#### What you have to do
Every entry below should be printed again exactly as it reads.

### Records supplied ###

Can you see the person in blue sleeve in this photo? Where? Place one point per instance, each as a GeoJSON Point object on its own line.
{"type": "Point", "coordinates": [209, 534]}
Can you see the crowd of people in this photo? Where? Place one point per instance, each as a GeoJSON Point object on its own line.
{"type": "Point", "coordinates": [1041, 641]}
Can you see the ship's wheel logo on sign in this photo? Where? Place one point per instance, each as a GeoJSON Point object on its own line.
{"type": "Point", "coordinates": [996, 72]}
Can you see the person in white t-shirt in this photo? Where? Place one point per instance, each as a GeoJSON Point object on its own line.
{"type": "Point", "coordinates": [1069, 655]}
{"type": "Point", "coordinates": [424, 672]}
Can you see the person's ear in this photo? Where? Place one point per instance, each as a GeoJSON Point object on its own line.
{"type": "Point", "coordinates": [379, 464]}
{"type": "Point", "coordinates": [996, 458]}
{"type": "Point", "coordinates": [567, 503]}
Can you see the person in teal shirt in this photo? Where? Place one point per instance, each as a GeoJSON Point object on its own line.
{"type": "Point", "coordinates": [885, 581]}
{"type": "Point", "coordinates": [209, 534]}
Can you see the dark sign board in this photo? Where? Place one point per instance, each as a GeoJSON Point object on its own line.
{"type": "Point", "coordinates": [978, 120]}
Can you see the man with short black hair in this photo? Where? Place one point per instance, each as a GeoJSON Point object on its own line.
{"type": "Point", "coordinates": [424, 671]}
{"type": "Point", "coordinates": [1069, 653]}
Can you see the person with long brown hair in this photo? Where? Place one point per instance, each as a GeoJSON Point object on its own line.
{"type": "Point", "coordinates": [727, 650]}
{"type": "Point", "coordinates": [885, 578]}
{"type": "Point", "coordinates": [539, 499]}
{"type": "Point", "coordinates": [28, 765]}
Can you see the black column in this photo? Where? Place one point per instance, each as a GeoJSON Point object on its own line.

###

#### Task solution
Can you see the person in blue sleeve in this photo? Where? Place one point per instance, each as a GeoJSON Point object on its own line.
{"type": "Point", "coordinates": [209, 534]}
Can you see the crowd of people in this photo? Where? Place one point per instance, each as a GeoJSON Point object on its own line.
{"type": "Point", "coordinates": [1041, 641]}
Can you see the ship's wheel logo on sign in this photo? Where? Place one point per instance, each as a GeoJSON Point object on its own line.
{"type": "Point", "coordinates": [996, 72]}
Can you see the person in white t-shirt in this photo? Where? Place one point per instance, each as a GeoJSON Point object on its own line.
{"type": "Point", "coordinates": [1069, 655]}
{"type": "Point", "coordinates": [424, 672]}
Can you see the person's ear in this photo? Where? Place one point per instance, each as a GeoJSON Point object on its own line.
{"type": "Point", "coordinates": [379, 464]}
{"type": "Point", "coordinates": [996, 458]}
{"type": "Point", "coordinates": [567, 503]}
Can you see the person in teal shirt in this photo? Where? Place one point per instance, each as a GeoJSON Point object on its own line.
{"type": "Point", "coordinates": [885, 581]}
{"type": "Point", "coordinates": [209, 534]}
Can you see the dark sign board in this photo? Where? Place one point per instance, each as a GeoJSON Point object on its own line.
{"type": "Point", "coordinates": [978, 120]}
Can you see the man with short black hair in this photo? Where? Place one point per instance, each as a GeoJSON Point object on its own line.
{"type": "Point", "coordinates": [424, 671]}
{"type": "Point", "coordinates": [1069, 653]}
Can you see the person with long brown hair in this photo? Where? Place one point per instance, each as a GeoJSON Point object on its own line.
{"type": "Point", "coordinates": [727, 650]}
{"type": "Point", "coordinates": [885, 578]}
{"type": "Point", "coordinates": [539, 499]}
{"type": "Point", "coordinates": [28, 765]}
Can you see the black column in this photo? Where? Place one point per instance, each as a GeoJSON Point object on its own line.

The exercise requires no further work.